**Stored records**.
** START **

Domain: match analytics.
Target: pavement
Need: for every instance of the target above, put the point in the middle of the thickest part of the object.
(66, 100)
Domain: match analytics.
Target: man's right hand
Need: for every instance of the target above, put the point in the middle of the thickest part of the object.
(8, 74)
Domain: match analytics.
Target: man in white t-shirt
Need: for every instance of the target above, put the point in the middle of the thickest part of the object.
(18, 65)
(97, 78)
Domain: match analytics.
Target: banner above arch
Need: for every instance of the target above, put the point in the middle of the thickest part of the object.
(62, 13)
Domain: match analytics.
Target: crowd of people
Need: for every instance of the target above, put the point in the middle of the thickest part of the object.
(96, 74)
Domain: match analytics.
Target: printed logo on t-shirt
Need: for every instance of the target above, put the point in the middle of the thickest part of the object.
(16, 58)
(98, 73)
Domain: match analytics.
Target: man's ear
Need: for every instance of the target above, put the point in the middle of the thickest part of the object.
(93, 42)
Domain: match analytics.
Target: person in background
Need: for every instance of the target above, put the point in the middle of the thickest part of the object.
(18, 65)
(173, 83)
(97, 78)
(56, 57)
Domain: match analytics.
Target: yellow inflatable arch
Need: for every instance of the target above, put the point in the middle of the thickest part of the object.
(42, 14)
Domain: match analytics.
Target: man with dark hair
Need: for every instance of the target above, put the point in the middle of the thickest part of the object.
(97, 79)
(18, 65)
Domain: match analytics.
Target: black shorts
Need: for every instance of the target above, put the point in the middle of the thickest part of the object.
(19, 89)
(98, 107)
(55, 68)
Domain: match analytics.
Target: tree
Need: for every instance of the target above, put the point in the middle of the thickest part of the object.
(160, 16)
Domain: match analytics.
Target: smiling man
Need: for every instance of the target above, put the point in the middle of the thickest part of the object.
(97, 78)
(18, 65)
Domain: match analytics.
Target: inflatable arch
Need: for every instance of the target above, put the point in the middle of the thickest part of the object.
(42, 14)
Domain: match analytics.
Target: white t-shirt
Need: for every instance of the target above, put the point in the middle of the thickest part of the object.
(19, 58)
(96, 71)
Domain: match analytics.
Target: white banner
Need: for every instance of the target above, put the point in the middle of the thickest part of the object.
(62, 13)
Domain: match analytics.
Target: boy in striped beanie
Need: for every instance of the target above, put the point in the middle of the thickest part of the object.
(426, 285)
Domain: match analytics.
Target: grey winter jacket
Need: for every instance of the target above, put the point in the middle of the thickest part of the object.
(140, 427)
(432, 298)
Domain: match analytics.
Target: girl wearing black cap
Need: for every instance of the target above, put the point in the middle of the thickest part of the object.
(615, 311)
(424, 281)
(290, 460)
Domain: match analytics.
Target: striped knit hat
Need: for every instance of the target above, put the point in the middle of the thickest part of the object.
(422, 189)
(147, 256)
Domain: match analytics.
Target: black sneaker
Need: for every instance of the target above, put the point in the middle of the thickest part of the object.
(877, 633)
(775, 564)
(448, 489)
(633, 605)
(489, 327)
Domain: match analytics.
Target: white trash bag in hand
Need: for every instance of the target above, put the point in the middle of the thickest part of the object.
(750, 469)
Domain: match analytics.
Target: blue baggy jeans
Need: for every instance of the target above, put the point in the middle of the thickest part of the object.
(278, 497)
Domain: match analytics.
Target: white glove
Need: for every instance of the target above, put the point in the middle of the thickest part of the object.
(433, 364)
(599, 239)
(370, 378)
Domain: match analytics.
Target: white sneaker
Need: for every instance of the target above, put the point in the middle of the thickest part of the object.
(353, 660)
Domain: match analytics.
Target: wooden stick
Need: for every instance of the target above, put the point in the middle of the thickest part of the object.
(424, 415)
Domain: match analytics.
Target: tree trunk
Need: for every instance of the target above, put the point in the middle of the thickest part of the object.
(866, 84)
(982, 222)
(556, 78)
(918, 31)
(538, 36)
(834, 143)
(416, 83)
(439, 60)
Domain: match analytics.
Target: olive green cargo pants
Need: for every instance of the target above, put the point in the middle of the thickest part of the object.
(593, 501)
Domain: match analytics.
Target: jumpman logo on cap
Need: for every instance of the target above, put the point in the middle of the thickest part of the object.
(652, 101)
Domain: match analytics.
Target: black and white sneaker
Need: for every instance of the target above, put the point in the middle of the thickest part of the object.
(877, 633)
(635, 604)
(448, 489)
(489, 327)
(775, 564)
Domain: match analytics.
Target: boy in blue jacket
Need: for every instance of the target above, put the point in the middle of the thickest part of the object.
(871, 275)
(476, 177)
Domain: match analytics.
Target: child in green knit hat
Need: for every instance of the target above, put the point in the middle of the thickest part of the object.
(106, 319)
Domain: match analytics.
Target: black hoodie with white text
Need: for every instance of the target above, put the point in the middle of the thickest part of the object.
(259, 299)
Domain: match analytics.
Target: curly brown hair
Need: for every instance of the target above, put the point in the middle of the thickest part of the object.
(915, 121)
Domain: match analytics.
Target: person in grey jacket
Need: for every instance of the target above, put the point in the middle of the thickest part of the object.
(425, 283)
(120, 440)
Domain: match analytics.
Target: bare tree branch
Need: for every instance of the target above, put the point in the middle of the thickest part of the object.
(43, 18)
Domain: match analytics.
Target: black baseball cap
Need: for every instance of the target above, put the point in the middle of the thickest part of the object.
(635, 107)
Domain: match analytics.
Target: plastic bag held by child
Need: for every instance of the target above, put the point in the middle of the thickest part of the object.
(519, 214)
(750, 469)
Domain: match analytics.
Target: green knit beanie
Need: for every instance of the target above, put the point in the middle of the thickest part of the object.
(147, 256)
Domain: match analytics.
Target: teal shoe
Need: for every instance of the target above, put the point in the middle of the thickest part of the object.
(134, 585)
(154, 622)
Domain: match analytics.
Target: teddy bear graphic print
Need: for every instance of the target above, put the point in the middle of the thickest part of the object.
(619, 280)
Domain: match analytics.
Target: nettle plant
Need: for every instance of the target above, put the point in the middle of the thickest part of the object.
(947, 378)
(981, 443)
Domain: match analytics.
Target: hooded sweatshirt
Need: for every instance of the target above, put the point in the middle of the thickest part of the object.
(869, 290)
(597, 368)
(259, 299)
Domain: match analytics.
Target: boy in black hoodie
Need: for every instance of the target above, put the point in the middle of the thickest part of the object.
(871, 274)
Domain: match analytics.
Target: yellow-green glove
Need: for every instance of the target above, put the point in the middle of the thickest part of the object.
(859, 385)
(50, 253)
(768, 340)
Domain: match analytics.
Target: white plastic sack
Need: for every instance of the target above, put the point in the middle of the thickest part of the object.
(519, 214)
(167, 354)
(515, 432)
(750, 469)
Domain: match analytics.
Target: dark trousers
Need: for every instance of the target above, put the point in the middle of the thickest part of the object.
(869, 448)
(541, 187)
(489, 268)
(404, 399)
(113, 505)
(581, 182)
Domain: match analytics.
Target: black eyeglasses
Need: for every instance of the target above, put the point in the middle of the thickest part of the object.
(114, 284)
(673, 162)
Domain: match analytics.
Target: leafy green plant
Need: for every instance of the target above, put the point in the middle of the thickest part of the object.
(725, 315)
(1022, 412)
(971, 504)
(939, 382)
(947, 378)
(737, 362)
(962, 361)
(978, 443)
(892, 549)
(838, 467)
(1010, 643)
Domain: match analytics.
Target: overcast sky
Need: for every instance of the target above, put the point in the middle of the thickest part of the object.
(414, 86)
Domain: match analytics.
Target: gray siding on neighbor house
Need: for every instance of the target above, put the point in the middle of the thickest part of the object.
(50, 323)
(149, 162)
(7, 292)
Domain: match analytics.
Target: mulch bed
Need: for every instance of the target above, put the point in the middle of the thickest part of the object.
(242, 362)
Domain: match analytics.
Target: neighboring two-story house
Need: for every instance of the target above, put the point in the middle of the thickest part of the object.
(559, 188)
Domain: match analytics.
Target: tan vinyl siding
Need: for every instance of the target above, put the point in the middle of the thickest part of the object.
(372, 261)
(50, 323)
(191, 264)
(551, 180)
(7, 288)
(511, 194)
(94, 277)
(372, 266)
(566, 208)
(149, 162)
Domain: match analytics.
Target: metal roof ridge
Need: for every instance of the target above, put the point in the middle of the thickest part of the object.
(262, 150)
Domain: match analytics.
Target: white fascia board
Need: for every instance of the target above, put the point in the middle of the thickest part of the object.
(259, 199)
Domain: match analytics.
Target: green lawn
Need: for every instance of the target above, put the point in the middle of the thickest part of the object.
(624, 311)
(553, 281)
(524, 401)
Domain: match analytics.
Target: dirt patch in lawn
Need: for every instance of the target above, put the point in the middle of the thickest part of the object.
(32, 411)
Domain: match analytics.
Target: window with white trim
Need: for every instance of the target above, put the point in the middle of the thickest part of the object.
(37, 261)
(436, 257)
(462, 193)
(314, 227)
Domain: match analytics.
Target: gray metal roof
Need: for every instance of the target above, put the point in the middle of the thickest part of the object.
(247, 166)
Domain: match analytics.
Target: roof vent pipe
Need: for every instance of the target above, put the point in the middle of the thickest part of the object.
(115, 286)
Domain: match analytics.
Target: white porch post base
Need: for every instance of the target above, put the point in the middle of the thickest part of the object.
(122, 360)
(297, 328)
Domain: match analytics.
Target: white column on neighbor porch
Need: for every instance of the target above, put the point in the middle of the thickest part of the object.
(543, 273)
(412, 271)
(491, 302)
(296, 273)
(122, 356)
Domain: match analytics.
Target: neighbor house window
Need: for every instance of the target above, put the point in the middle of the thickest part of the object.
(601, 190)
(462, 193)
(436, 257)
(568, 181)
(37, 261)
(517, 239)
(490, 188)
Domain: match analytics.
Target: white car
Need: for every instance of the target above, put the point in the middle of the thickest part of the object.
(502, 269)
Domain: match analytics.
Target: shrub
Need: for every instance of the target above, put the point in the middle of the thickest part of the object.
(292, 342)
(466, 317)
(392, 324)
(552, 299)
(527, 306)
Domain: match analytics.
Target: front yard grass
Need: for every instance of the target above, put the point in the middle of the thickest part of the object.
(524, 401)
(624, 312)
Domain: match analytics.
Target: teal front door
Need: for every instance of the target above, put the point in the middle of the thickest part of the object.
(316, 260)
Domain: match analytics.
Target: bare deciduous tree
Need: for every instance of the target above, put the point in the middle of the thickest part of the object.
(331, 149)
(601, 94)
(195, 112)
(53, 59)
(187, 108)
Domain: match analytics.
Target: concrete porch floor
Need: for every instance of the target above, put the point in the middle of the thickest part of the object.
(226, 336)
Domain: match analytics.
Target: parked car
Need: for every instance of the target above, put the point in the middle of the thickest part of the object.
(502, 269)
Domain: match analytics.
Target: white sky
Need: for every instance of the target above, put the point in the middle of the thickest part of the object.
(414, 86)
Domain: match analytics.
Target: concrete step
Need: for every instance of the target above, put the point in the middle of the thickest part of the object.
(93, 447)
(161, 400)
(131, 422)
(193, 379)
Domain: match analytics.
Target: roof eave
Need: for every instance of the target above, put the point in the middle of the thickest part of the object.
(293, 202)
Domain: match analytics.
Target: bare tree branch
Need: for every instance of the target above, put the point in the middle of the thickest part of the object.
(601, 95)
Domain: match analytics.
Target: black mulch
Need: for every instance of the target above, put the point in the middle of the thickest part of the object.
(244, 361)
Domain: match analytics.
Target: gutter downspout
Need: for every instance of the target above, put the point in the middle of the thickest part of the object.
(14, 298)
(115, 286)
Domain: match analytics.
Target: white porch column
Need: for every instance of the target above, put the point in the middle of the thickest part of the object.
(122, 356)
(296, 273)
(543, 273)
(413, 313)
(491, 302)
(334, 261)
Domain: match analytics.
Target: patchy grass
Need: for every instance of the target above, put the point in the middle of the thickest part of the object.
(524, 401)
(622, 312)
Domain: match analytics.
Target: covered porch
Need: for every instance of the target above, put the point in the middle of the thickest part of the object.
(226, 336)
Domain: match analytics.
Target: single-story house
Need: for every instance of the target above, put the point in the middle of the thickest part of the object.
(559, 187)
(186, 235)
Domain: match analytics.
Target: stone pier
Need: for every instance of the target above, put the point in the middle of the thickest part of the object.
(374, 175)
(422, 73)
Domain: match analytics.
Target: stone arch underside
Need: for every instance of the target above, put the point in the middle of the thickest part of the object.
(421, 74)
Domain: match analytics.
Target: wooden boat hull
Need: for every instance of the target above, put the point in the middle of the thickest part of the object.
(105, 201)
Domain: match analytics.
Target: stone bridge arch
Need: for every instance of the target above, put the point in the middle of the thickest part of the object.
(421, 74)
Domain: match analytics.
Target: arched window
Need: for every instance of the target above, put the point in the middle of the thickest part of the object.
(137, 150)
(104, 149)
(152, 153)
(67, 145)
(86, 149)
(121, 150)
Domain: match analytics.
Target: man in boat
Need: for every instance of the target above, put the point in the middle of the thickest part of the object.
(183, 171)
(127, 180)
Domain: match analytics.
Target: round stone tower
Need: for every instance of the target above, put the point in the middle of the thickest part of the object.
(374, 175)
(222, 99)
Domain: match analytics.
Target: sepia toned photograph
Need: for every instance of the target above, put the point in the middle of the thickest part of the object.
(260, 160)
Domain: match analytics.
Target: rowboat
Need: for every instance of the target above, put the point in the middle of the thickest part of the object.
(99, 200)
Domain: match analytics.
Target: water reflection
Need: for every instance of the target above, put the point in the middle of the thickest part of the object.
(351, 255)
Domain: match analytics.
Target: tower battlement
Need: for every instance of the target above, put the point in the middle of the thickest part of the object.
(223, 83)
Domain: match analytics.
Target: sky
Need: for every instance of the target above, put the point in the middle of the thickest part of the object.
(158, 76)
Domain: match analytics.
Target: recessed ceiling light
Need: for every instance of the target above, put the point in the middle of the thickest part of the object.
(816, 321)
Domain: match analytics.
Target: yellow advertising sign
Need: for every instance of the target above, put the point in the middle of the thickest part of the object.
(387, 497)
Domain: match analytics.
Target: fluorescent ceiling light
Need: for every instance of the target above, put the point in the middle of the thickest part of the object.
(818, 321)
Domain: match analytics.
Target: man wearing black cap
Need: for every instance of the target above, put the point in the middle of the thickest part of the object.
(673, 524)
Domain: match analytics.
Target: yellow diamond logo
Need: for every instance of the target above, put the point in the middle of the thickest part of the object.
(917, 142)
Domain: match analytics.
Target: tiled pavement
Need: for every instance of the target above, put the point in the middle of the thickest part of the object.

** END **

**Objective**.
Return every line in the rows above that contains the word "grass".

**Output below**.
Target: front yard grass
Target: patchy grass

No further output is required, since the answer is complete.